Hedge Fund Elliott Seizes on Bank of East Asia Profit Slide

(Bloomberg) -- Billionaire Paul Singer’s Elliott Management seized on Bank of East Asia Ltd.’s 38 percent slump in first-half profit as more ammunition for its campaign to loosen the Li family’s grip on one of Hong Kong’s last independently-owned listed lenders.

Hedge Fund Elliott Seizes on Bank of East Asia Profit Slide

Paul Singer

Photographer: Jacob Kepler/Bloomberg

The result underscores “BEA’s chronically poor performance and Elliott’s views concerning the inability of an entrenched executive management team to deliver proper value to BEA shareholders,” a spokesman said Friday after the bank reported its fourth consecutive decline in half-yearly profit.

Elliott called six months ago for the bank to explore a sale of itself and ratcheted up its campaign by filing legal proceedings in July. The fund says that the lender, one of only two remaining independent banks listed in Hong Kong, acted improperly when issuing shares that diluted minority shareholders and allegedly entrenched management control.

The poor results have interrupted a rally in BEA shares that was driven by Elliott’s battle with BEA Chairman David Li and his board. The stock has fallen 4.3 percent since the earnings, putting it on course for the biggest two-day slump in more than three months and paring its gains from a seven-year low in February to 53 percent.

On Monday, the shares dropped 1.4 percent as of the midday trading break in Hong Kong to HK$32. Macquarie Group Ltd. downgraded BEA to underperform from neutral in an Aug. 19 report, citing a “weak operational outlook.”

At a press briefing after the result, Li called Elliott’s allegations “baseless” and said the fund was acting for its own purposes and against shareholder interests. The fund’s legal petition would have no “material adverse impact,” Li said, reiterating that the bank will “vigorously oppose” the action.

PARTS OF THE EXERCISE:
a: From the article on Elliott and the Bank of East Asia, write out the passage starting with "(Bloomberg) -- Billionaire" and going on through "in half-yearly profit.".
b: In the article on Elliott and the Bank of East Asia, to what rating did Macquarie Group downgrade the bank, and from what rating?

RECORDS SHOWN:
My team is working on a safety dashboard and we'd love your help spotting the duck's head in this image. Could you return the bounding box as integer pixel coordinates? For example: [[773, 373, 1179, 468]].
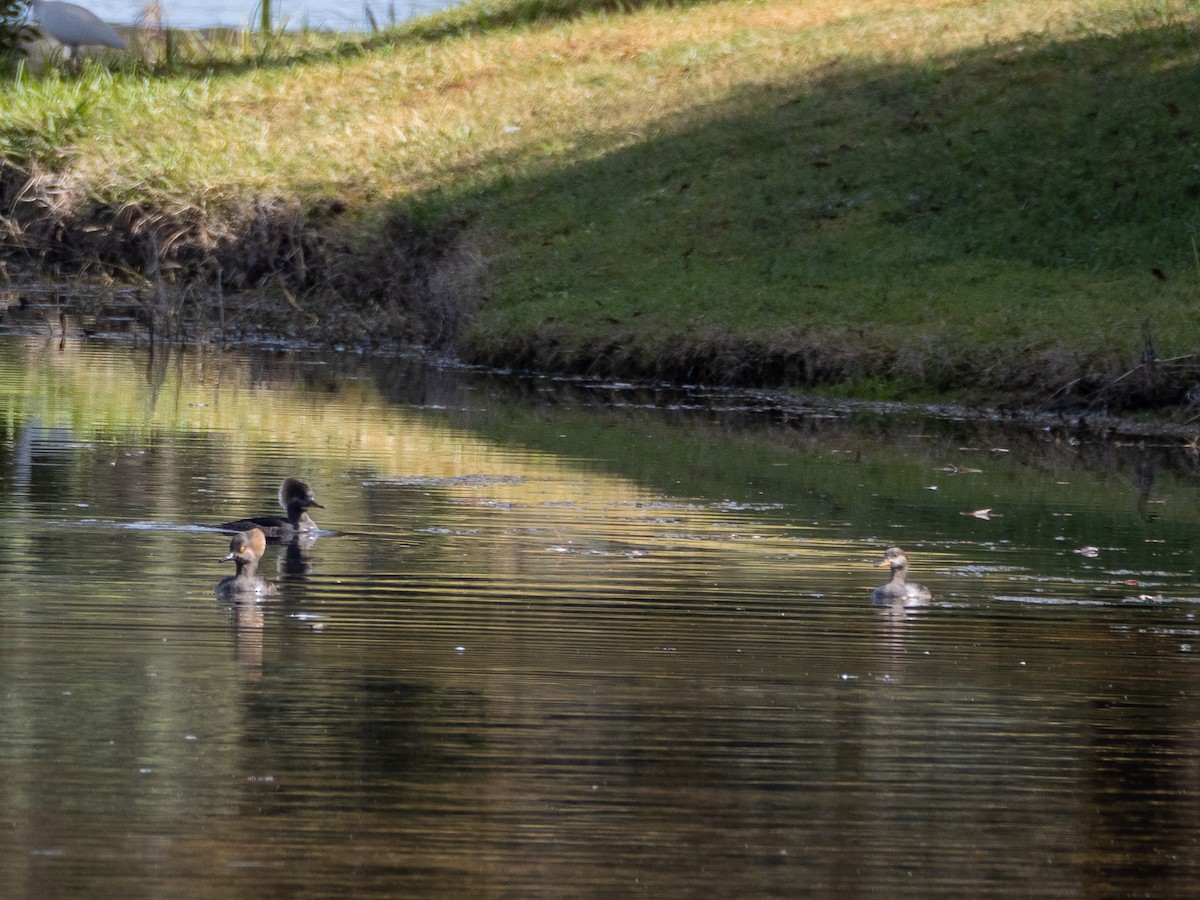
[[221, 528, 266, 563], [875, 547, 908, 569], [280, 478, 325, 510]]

--

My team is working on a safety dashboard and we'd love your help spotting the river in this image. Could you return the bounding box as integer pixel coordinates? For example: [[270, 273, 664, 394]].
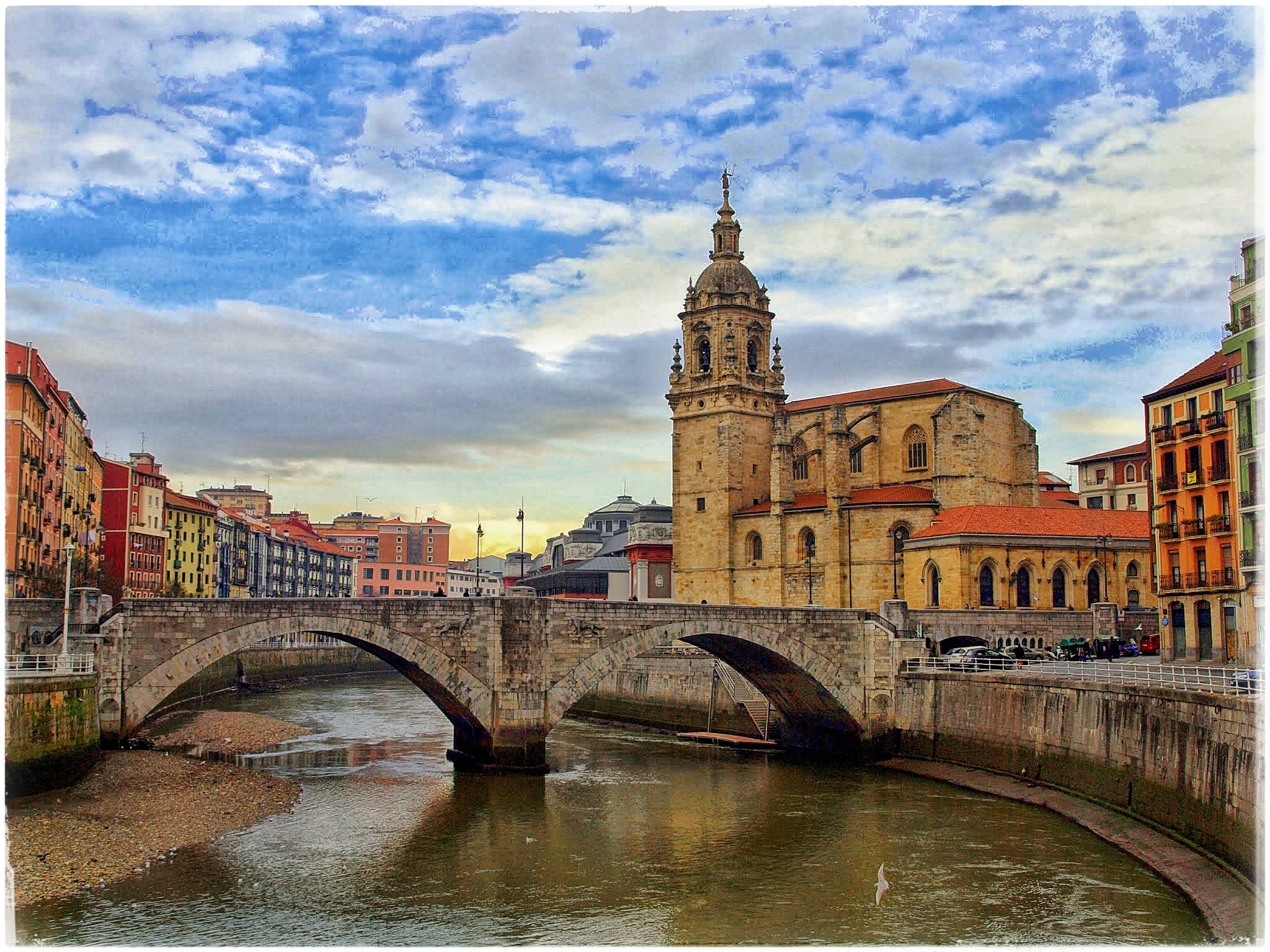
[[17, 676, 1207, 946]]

ANSWERS FOR THIS EXERCISE:
a:
(Bloomberg) -- Billionaire Paul Singer’s Elliott Management seized on Bank of East Asia Ltd.’s 38 percent slump in first-half profit as more ammunition for its campaign to loosen the Li family’s grip on one of Hong Kong’s last independently-owned listed lenders.

Hedge Fund Elliott Seizes on Bank of East Asia Profit Slide

Paul Singer

Photographer: Jacob Kepler/Bloomberg

The result underscores “BEA’s chronically poor performance and Elliott’s views concerning the inability of an entrenched executive management team to deliver proper value to BEA shareholders,” a spokesman said Friday after the bank reported its fourth consecutive decline in half-yearly profit.

b: Macquarie downgraded the bank to underperform from neutral.